In the records that follow, locate every line with "shaped" and extract it.

◇ ◇ ◇ ◇

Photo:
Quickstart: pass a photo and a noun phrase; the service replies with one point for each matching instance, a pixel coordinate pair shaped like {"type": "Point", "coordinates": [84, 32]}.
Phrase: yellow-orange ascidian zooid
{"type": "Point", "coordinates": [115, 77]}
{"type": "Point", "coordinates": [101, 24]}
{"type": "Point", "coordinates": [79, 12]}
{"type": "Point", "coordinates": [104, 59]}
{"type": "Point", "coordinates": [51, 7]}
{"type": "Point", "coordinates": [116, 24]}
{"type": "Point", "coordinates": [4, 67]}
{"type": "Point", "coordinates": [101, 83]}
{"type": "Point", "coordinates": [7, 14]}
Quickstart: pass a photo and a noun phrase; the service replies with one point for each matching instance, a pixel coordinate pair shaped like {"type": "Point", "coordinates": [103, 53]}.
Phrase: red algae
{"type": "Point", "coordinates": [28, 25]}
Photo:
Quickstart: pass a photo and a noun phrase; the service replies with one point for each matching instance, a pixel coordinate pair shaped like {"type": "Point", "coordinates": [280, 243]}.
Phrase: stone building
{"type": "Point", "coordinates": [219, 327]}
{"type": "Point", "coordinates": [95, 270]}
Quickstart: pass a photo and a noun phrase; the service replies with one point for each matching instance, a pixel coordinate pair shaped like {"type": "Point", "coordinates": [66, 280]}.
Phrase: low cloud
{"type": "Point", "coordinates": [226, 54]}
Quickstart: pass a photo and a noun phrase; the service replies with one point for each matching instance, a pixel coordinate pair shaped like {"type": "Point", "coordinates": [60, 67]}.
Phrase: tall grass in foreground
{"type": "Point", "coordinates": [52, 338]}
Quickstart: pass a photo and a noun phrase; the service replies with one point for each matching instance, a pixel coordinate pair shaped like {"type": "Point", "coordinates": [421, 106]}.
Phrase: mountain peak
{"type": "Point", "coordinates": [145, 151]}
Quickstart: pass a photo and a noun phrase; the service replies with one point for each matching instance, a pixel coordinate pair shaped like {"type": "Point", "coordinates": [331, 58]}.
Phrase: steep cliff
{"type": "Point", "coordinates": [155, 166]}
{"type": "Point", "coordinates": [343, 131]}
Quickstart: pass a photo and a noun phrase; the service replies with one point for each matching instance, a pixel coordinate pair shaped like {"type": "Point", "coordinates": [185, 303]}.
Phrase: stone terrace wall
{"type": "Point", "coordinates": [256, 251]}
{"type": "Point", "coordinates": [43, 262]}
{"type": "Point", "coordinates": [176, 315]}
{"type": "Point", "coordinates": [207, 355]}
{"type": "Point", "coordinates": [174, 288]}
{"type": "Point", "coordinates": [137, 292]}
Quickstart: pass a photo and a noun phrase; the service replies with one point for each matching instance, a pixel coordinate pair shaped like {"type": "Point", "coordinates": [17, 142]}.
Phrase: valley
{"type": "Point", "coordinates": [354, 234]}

◇ ◇ ◇ ◇

_OUTPUT FOR THIS EXERCISE_:
Quickstart: pass a photo and a noun phrase; the service replies with one point for each matching instance, a pixel coordinate pair shaped like {"type": "Point", "coordinates": [84, 32]}.
Quickstart: pass a photo and a noun phrase; the service replies with one point for each matching instance, a pixel coordinate pair shaped like {"type": "Point", "coordinates": [103, 53]}.
Quickstart: pass a photo and a noun phrase; the service replies with one point for each matching instance, a pixel coordinate pair shaped like {"type": "Point", "coordinates": [280, 243]}.
Quickstart: pass a photo and a noun phrase; the service replies with one point for each matching instance, a pixel coordinate pair shaped like {"type": "Point", "coordinates": [66, 280]}.
Quickstart: pass a photo and a noun phrase; the service replies with one point for each matching instance, a pixel coordinate pair shaped like {"type": "Point", "coordinates": [60, 67]}.
Quickstart: pass a photo and a noun phrase; the service replies with one point for each matching instance, a pixel coordinate pair shaped like {"type": "Point", "coordinates": [421, 106]}.
Quickstart: pass a photo and a noun phrase; the service replies with one point for each matching instance, a pixel coordinate pair shaped like {"type": "Point", "coordinates": [331, 58]}.
Quickstart: pass a photo and a noun phrase; the service replies with one point for each matching instance, a pixel coordinate pair shaped like {"type": "Point", "coordinates": [185, 303]}.
Quickstart: pass a photo and a noun phrase; the service replies with one point for each matching instance, a pixel coordinate pair shaped like {"type": "Point", "coordinates": [17, 142]}.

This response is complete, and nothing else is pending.